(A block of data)
-- -- --

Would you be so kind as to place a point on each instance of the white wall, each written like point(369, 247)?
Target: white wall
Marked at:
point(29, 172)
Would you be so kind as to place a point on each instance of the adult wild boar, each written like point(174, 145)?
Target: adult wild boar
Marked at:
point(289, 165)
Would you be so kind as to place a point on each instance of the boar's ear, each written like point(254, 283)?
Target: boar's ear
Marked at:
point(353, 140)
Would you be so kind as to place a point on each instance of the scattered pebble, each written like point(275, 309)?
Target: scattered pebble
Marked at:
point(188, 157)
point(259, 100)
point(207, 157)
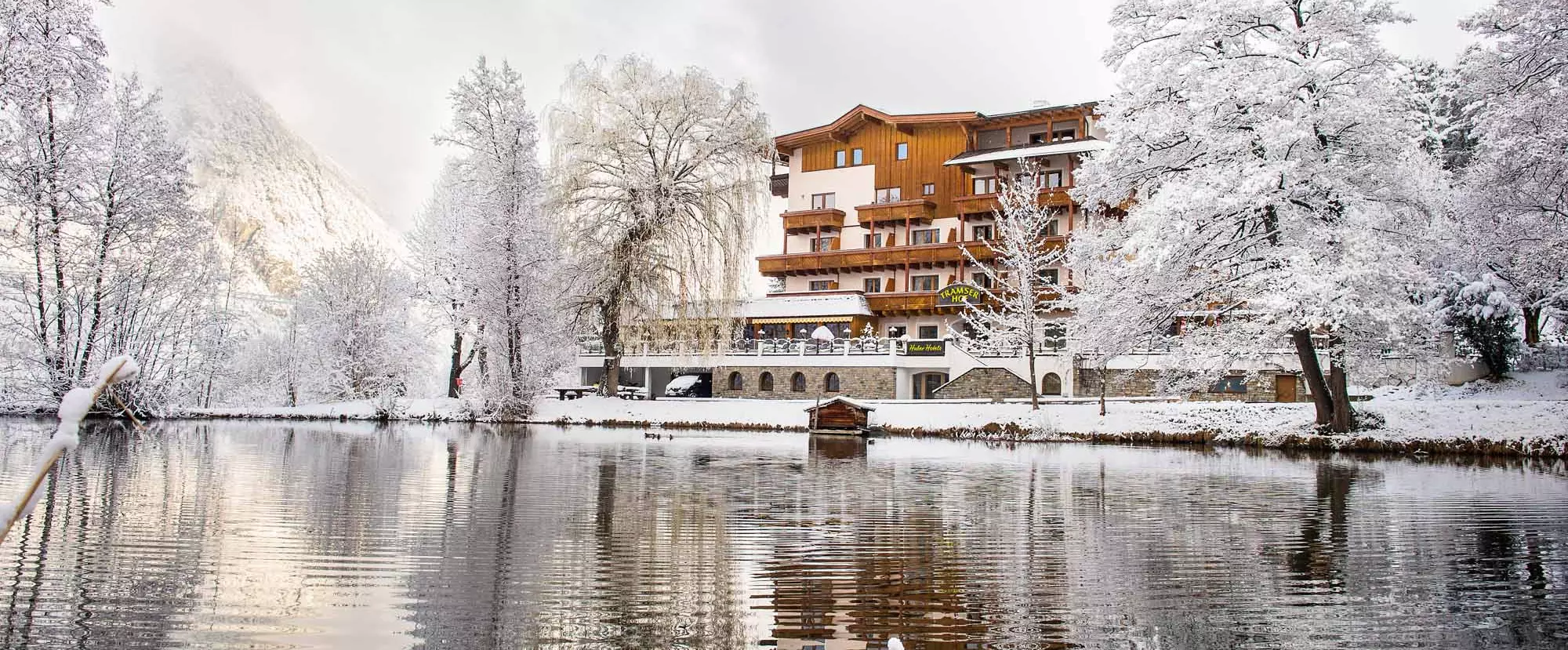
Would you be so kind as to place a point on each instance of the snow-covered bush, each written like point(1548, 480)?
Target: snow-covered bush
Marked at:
point(1483, 314)
point(357, 324)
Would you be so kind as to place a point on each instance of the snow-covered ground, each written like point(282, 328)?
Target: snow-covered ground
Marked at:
point(1526, 415)
point(1523, 415)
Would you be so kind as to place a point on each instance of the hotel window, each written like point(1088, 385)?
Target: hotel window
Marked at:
point(1064, 131)
point(1236, 383)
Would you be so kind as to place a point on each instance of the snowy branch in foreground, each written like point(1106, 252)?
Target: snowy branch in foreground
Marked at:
point(73, 407)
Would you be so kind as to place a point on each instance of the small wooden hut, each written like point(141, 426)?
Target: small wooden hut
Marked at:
point(840, 416)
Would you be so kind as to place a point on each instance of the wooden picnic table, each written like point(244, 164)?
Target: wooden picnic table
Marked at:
point(575, 391)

-- -- --

■ Direction ■
Update every item above by replacing "Would you be so kind as to place" with "Please place" and leaving all other text unchanged. Omit the pictures from your answer.

■ Task response ■
Please place a point on each instance of the white wall, each written like point(369, 247)?
Target: white wall
Marked at:
point(29, 172)
Please place a point on each instance of the adult wild boar, each written like point(174, 145)?
Target: adult wild boar
Marked at:
point(289, 165)
Please place a point on each instance of the boar's ear, each written like point(254, 283)?
Target: boar's ear
Marked at:
point(353, 140)
Please place a point on each instance of the scattered pebble, each written like point(275, 309)?
Target: scattered pebble
Marked at:
point(188, 157)
point(259, 100)
point(207, 157)
Please place a point on each instance of the snow-covered bush, each written like point(1548, 480)?
Target: snow-covered bush
Marked at:
point(1483, 314)
point(357, 324)
Please place a point on each instance of the snow-covered ground, each written like point(282, 328)?
Target: snow-covered ground
Marked at:
point(1526, 415)
point(1523, 415)
Please place a point on each instance of the hotel window, each written like point(1088, 385)?
Target: hotel window
Marked at:
point(1064, 131)
point(1236, 383)
Please place a point on each instance of the snowy branch in foreground, each written like point(1106, 252)?
Target: snowy branch in foreground
Marked at:
point(73, 407)
Please place a point on each instance of the small wooden hut, each written like point(141, 426)?
Target: small wooden hut
Marked at:
point(840, 416)
Please place a point on each instance of the wooden picnic table, each written like point(244, 164)?
Target: wooden picnic table
Marked at:
point(575, 391)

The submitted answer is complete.